**Exercise**
Put the lines of the records into a Markdown table with the columns Row and Line, starting at the line that contains "Task: check that each instance of the white planter" and stopping after the line that contains "[(15, 242)]". Number each row and leave out any blank lines.

**Dataset records**

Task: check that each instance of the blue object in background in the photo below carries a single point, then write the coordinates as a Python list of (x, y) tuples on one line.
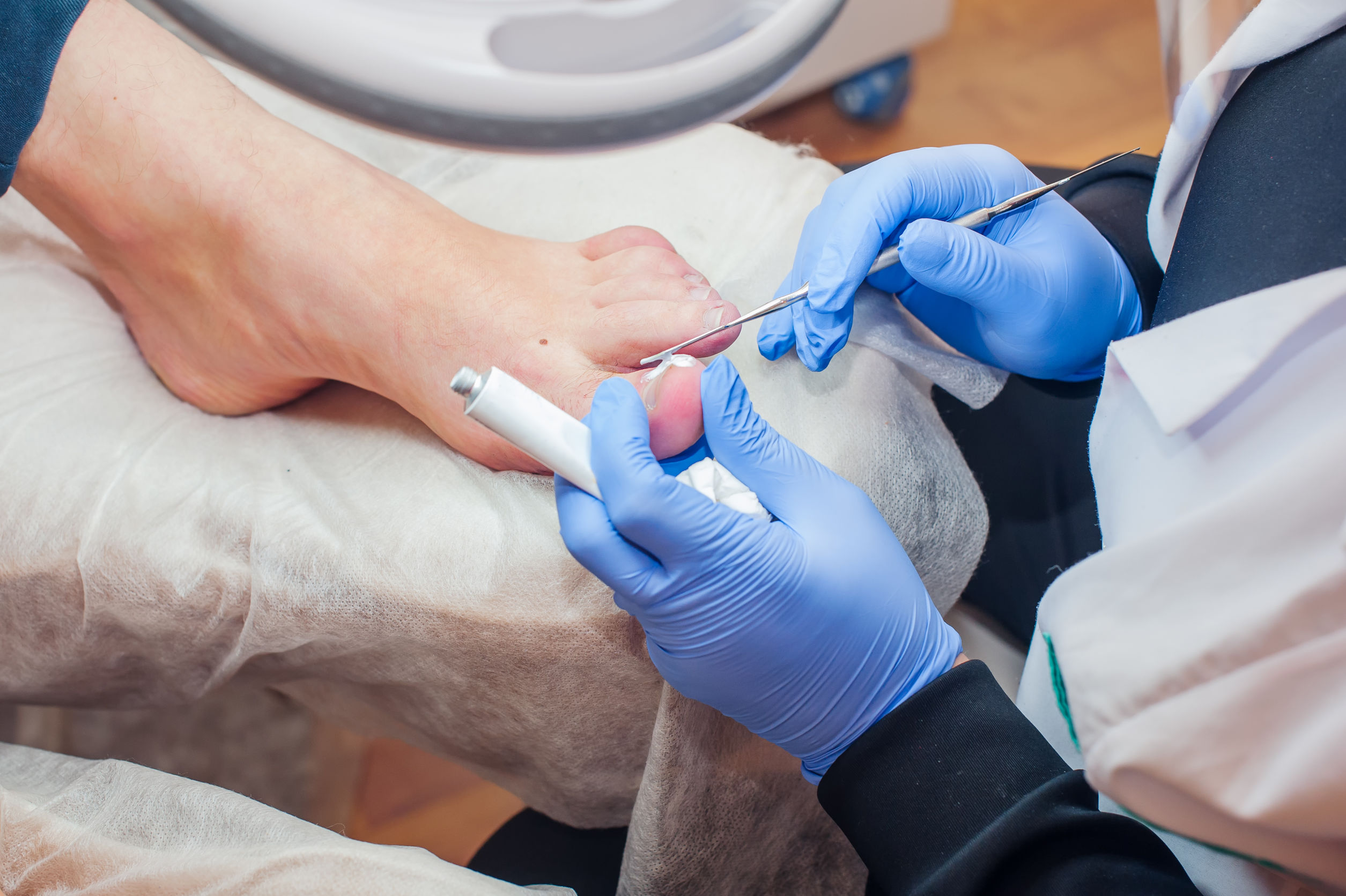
[(875, 94)]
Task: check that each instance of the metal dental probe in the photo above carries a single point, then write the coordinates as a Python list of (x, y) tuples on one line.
[(888, 257)]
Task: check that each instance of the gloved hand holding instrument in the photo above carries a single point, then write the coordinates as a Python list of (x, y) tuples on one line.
[(807, 628), (1034, 290)]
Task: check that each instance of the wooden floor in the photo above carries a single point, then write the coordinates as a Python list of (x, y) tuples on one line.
[(1057, 83)]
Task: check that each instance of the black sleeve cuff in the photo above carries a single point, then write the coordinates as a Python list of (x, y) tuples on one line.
[(933, 774), (956, 794), (31, 36), (1116, 201)]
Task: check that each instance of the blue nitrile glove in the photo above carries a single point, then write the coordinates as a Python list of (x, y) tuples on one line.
[(1038, 291), (808, 628)]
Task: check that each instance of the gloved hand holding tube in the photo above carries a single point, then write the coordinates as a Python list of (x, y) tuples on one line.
[(1038, 291), (807, 628)]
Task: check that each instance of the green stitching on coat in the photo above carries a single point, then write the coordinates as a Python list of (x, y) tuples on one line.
[(1225, 850), (1059, 686)]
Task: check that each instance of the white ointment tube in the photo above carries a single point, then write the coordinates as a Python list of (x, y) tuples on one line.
[(531, 423)]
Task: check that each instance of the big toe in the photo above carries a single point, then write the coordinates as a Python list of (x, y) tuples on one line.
[(674, 401)]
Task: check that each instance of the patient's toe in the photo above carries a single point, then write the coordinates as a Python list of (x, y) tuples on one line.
[(674, 401), (625, 332)]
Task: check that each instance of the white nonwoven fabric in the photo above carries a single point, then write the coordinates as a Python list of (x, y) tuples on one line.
[(338, 551), (714, 480), (101, 828)]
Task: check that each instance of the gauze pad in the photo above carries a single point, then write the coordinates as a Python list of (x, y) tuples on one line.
[(710, 478)]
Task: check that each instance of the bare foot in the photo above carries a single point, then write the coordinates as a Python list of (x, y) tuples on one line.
[(254, 262)]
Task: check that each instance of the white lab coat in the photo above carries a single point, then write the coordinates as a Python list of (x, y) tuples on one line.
[(1196, 668)]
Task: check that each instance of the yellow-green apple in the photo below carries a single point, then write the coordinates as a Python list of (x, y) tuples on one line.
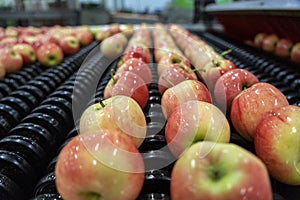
[(26, 51), (102, 35), (258, 39), (138, 51), (100, 165), (69, 45), (277, 143), (295, 53), (230, 84), (111, 47), (120, 113), (171, 58), (195, 121), (50, 54), (284, 47), (250, 105), (85, 37), (11, 60), (138, 67), (185, 91), (269, 43), (213, 70), (173, 75), (209, 170), (129, 84)]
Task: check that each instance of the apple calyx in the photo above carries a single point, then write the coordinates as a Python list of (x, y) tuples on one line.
[(91, 196), (168, 81), (215, 173)]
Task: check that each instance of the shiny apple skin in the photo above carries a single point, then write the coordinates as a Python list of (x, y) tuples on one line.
[(183, 92), (242, 174), (138, 67), (176, 73), (230, 84), (101, 164), (195, 121), (121, 113), (249, 106), (277, 143)]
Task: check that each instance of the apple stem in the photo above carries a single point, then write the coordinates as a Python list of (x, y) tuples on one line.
[(226, 52), (112, 75), (168, 81), (101, 102)]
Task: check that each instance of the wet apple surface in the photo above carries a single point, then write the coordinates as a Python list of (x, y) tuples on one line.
[(48, 119)]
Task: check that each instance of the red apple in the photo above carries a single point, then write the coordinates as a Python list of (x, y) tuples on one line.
[(49, 54), (111, 47), (269, 43), (195, 121), (213, 70), (173, 75), (138, 51), (169, 59), (185, 91), (230, 84), (249, 106), (138, 67), (100, 165), (295, 53), (277, 140), (209, 170), (10, 60), (129, 84), (118, 113), (26, 51), (70, 45), (85, 37), (284, 47), (258, 39)]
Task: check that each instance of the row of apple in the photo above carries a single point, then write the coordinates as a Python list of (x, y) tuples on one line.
[(112, 130), (22, 46), (261, 114), (272, 43)]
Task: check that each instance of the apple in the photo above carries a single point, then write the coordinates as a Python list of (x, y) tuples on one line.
[(284, 47), (100, 165), (173, 75), (258, 39), (11, 60), (249, 106), (85, 37), (102, 35), (2, 71), (277, 140), (70, 45), (169, 59), (185, 91), (129, 84), (295, 53), (111, 47), (50, 54), (213, 70), (269, 43), (137, 51), (138, 67), (209, 170), (195, 121), (26, 51), (120, 113), (230, 84)]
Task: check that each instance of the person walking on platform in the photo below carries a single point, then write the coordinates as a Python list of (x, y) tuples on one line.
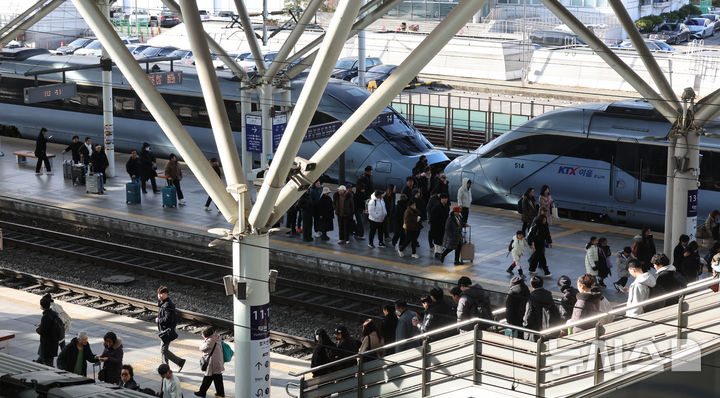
[(99, 162), (212, 352), (344, 205), (41, 152), (529, 208), (452, 239), (412, 224), (438, 217), (538, 237), (174, 175), (396, 222), (305, 205), (325, 214), (376, 214), (75, 356), (111, 358), (74, 149), (148, 167), (216, 168), (167, 321), (50, 332), (133, 167), (169, 383)]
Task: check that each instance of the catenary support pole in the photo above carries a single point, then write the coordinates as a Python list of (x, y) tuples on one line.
[(645, 55), (279, 60), (305, 108), (108, 122), (250, 36), (227, 150), (21, 16), (32, 20), (368, 111), (612, 59), (214, 46), (158, 108)]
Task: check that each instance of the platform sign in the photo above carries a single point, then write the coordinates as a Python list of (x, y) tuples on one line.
[(325, 130), (50, 92), (279, 124), (165, 78), (260, 350), (253, 133)]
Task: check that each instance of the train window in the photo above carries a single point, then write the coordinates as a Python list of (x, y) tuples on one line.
[(654, 163), (709, 172)]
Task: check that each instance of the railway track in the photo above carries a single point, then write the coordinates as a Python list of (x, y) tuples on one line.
[(190, 321), (341, 303)]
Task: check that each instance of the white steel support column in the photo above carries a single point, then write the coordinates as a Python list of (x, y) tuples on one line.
[(21, 16), (158, 108), (251, 265), (368, 111), (108, 123), (40, 14), (279, 60), (250, 35), (227, 150), (305, 108), (612, 59)]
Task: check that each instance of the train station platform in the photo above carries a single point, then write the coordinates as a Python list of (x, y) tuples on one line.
[(20, 312), (21, 190)]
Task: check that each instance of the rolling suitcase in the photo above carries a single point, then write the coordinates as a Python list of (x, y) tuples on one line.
[(467, 252), (132, 192), (78, 172), (169, 196), (93, 184)]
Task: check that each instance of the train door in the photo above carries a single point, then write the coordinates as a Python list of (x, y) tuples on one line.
[(625, 171)]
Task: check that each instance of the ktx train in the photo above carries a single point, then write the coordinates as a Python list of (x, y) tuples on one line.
[(607, 159), (391, 149)]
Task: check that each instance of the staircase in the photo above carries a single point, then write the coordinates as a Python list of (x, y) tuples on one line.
[(585, 364)]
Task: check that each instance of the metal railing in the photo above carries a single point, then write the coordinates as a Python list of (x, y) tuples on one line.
[(463, 123), (552, 366)]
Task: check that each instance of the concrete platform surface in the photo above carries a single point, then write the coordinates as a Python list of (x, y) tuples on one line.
[(492, 228), (20, 312)]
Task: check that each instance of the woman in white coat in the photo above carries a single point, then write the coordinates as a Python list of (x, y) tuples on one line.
[(211, 348)]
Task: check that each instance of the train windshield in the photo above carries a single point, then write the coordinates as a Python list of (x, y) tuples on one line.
[(403, 136)]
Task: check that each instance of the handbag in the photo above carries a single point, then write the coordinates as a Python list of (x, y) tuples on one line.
[(204, 361)]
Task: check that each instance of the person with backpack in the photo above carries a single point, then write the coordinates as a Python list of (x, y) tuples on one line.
[(50, 330), (473, 303), (540, 310), (517, 246), (212, 352), (64, 317)]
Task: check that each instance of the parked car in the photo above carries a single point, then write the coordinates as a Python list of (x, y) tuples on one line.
[(672, 33), (652, 45), (347, 68), (380, 73), (73, 46), (554, 38), (168, 19), (714, 18), (152, 52), (700, 28), (141, 16)]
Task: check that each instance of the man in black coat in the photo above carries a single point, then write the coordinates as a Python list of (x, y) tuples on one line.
[(147, 167), (48, 331), (74, 149), (133, 166), (540, 310), (75, 356), (167, 321), (41, 152)]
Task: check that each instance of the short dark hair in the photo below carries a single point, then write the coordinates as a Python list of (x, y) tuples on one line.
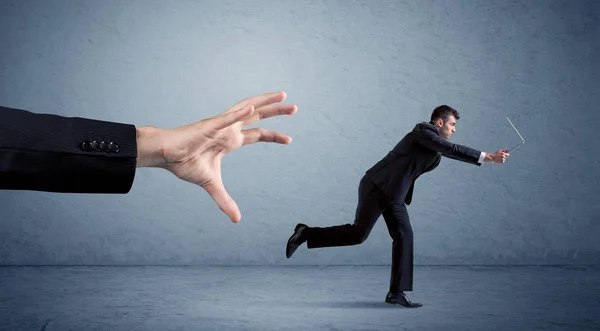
[(443, 112)]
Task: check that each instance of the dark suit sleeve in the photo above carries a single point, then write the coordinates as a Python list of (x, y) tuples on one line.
[(430, 139), (43, 152)]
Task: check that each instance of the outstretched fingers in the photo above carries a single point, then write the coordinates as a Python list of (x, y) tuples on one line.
[(219, 194), (252, 136), (270, 111), (262, 100), (227, 119)]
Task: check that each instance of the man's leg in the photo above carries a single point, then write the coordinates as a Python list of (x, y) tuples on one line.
[(371, 202), (398, 223)]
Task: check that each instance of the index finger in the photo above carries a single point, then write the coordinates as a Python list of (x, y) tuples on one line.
[(262, 100)]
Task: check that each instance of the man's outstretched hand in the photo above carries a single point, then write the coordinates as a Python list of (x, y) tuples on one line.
[(193, 152), (499, 156)]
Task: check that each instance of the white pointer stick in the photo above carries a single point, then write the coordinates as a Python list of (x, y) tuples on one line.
[(517, 131)]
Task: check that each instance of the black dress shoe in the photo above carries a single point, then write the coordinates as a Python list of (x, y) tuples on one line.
[(295, 240), (401, 299)]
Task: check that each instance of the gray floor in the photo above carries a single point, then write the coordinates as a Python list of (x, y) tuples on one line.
[(296, 298)]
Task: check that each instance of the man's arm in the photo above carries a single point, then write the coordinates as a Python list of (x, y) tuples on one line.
[(60, 154), (44, 152), (432, 140)]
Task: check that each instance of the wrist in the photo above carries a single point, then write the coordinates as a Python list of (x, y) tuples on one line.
[(149, 146)]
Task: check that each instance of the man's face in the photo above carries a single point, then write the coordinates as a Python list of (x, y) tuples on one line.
[(447, 128)]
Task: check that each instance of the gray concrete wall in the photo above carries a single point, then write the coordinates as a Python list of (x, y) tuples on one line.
[(363, 73)]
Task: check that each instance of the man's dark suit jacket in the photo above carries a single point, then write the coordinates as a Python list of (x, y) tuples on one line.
[(43, 152), (418, 152)]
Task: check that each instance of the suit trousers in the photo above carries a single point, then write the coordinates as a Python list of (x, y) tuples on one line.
[(372, 203)]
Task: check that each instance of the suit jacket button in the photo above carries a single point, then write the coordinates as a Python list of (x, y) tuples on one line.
[(86, 145), (104, 146), (113, 147), (96, 145)]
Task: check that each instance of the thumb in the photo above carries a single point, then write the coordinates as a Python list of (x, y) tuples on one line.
[(217, 192)]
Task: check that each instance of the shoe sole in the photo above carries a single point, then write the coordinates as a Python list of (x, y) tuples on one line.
[(298, 226)]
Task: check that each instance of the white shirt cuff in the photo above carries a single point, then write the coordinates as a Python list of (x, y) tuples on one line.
[(481, 158)]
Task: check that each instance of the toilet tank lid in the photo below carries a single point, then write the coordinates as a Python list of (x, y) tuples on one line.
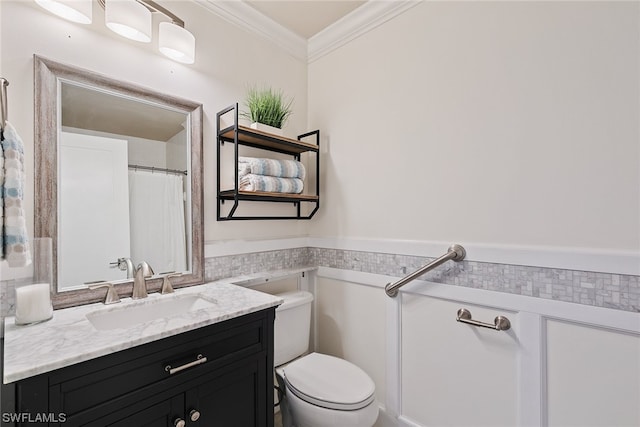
[(293, 299)]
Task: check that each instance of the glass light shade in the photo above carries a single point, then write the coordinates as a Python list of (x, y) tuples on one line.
[(129, 18), (79, 11), (177, 43)]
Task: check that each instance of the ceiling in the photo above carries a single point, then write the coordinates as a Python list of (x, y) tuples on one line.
[(305, 17)]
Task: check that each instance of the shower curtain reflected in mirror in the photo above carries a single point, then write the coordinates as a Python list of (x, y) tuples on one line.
[(156, 202)]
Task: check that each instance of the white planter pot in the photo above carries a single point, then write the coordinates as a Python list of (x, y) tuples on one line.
[(266, 128)]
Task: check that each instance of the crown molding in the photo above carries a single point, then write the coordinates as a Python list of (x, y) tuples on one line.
[(362, 20), (244, 16)]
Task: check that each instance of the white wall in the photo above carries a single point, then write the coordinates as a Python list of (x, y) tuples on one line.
[(510, 123), (227, 60)]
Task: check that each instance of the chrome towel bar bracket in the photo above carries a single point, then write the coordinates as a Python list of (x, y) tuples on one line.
[(455, 253), (500, 323)]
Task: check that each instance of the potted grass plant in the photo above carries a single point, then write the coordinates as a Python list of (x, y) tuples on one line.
[(268, 109)]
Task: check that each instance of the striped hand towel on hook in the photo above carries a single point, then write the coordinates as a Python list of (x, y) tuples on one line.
[(15, 242)]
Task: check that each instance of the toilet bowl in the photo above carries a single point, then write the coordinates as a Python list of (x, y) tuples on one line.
[(319, 390)]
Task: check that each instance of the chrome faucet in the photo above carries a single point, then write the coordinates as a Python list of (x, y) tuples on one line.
[(143, 271), (125, 264)]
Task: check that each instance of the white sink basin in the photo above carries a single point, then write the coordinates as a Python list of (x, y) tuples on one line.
[(145, 311)]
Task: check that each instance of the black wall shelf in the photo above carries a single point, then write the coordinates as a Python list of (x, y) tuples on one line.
[(245, 136)]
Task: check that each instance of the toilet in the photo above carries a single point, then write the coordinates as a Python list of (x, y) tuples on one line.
[(319, 390)]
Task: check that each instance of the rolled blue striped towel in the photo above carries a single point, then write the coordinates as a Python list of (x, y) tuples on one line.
[(271, 184), (271, 167)]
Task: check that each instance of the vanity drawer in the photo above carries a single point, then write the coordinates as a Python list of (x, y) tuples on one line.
[(92, 383)]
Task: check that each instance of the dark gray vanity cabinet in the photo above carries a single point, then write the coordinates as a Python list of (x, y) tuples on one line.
[(165, 382)]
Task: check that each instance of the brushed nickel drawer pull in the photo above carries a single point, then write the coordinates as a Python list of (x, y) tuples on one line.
[(500, 323), (200, 359)]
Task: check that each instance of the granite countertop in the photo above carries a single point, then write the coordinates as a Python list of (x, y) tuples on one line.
[(70, 338)]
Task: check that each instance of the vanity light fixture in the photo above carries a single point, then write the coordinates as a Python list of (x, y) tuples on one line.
[(129, 19), (132, 19), (79, 11)]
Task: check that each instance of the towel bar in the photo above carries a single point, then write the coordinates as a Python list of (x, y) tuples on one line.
[(500, 323)]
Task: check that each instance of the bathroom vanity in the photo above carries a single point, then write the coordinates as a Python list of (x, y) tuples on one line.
[(212, 366)]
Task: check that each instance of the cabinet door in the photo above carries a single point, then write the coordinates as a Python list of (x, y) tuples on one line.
[(147, 413), (233, 398), (455, 374)]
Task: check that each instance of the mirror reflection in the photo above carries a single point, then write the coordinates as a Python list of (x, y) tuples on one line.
[(124, 178), (122, 187)]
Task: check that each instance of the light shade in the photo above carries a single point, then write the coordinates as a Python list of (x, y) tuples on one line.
[(177, 43), (129, 18), (79, 11)]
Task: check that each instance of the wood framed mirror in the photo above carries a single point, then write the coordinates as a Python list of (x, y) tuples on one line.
[(118, 181)]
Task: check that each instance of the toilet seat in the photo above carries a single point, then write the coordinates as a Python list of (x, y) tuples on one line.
[(329, 382)]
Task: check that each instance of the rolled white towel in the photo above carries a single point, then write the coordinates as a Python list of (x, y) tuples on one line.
[(271, 167), (270, 184)]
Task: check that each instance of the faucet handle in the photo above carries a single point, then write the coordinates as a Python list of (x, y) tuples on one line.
[(147, 271), (166, 282), (111, 297)]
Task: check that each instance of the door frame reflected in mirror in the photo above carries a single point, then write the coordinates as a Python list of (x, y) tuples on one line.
[(48, 76)]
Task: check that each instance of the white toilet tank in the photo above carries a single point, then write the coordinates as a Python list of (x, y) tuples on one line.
[(292, 326)]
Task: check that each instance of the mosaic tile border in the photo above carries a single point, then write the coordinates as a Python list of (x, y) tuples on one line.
[(608, 290)]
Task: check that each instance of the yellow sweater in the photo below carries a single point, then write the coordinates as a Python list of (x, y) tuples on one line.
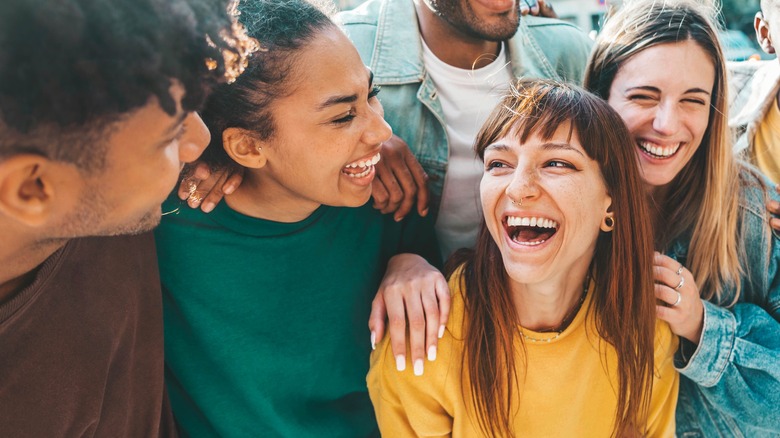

**Expected answer**
| Row | Line |
|---|---|
| 1 | Task: check that each instance of the white planter pot in the photo above carries a single point, then write the coordinates as a Python list of (x, y) tuples on one line. |
| 2 | [(266, 128)] |
| 3 | Task: check that each instance of the crown molding in the photo above carries a single point, then write the coordinates as a Python list of (x, y) tuples on one line. |
| 4 | [(362, 20), (244, 16)] |
| 5 | Task: check that each instance of the white wall in the photo above carries a single point, then write the coordinates as a Python list of (x, y) tuples on one line. |
| 6 | [(510, 123), (227, 60)] |
| 7 | Task: check that each instance of the chrome towel bar bracket in the photo above carries a single point, then write the coordinates as a Python list of (x, y) tuples on one line. |
| 8 | [(455, 253), (500, 323)] |
| 9 | Task: check that each instance of the potted grass plant in the photo above carries a single point, then write the coordinates as a Python list of (x, y) tuples on one line. |
| 10 | [(268, 109)] |
| 11 | Task: check that each instance of the striped hand towel on hook in the photo above carries a single point, then write the coordinates as a Python list of (x, y) tuples on one line. |
| 12 | [(15, 242)] |